• [Task inputs]
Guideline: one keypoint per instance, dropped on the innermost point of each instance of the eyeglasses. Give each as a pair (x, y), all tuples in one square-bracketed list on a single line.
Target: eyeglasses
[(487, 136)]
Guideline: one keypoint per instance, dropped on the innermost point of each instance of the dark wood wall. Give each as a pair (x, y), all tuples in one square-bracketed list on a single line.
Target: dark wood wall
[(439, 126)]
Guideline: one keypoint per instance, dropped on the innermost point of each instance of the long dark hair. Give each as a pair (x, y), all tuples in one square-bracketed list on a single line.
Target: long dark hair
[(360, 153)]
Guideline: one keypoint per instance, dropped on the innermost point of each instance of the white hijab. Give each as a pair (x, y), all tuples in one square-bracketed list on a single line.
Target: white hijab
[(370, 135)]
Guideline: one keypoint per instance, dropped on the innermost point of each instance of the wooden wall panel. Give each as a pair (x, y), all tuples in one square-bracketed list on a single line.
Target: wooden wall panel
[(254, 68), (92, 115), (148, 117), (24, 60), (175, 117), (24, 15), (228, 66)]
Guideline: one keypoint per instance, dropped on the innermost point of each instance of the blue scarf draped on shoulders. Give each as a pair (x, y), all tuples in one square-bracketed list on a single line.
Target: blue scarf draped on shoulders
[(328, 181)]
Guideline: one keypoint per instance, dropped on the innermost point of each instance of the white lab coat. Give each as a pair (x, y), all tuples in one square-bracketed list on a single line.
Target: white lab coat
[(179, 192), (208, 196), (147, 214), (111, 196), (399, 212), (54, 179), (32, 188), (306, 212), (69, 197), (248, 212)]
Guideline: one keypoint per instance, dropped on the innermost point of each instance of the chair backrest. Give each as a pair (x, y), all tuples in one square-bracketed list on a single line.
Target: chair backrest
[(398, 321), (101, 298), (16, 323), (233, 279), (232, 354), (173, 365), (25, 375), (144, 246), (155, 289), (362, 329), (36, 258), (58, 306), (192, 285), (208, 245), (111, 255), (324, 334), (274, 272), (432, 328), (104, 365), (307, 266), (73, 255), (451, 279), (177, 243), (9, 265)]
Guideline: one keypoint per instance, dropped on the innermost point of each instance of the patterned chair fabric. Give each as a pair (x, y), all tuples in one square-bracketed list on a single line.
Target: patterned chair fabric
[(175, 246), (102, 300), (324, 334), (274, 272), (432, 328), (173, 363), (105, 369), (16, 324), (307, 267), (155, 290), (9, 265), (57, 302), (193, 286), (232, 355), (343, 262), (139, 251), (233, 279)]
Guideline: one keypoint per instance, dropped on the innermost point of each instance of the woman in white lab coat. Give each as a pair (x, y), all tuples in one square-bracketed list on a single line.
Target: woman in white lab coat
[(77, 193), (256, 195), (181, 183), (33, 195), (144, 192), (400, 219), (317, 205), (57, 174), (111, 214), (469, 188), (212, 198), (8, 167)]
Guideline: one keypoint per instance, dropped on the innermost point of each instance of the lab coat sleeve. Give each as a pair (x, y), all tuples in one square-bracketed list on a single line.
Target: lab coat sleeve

• [Exercise brief] From the records, copy out each line that includes the string "sleeve".

• [Output]
Guideline: one keypoint per instance, dropped on the innermost point of each instance of the lab coat sleeve. Give each as a pair (x, y), all tuples in one square-bracketed list on a single line.
Target: lab coat sleeve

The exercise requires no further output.